» **GIVEN ENTRIES**

━━━

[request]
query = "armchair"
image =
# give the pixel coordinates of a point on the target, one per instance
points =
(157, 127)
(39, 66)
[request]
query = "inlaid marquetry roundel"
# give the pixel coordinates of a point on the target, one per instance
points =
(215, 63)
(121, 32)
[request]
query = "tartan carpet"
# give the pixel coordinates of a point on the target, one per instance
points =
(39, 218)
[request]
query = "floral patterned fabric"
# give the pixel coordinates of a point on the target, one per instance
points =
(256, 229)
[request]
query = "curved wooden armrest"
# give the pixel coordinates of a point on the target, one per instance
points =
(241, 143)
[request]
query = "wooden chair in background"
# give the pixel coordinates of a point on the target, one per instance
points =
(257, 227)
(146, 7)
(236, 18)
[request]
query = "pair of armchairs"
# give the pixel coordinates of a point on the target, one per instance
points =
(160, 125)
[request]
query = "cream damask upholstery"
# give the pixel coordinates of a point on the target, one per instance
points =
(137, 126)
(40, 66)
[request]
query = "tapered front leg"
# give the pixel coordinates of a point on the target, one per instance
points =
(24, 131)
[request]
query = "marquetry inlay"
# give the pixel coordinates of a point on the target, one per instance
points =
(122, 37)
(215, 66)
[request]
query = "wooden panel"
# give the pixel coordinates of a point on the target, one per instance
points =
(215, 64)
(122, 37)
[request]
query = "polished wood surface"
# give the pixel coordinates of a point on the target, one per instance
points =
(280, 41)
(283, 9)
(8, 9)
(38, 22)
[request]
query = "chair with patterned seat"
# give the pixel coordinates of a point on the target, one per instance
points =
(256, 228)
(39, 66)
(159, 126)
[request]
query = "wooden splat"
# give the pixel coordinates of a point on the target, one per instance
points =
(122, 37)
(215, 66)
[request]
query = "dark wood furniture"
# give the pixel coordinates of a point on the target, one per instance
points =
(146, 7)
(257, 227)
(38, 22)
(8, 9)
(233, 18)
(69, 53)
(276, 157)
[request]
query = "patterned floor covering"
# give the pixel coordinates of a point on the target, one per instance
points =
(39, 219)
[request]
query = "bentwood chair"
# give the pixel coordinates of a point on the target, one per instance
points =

━━━

» **DIRECTION**
How many lines in the data above contain the string "marquetry", with case counting? Reply with the number alone.

» **SOLUTION TO THE PROBLEM**
2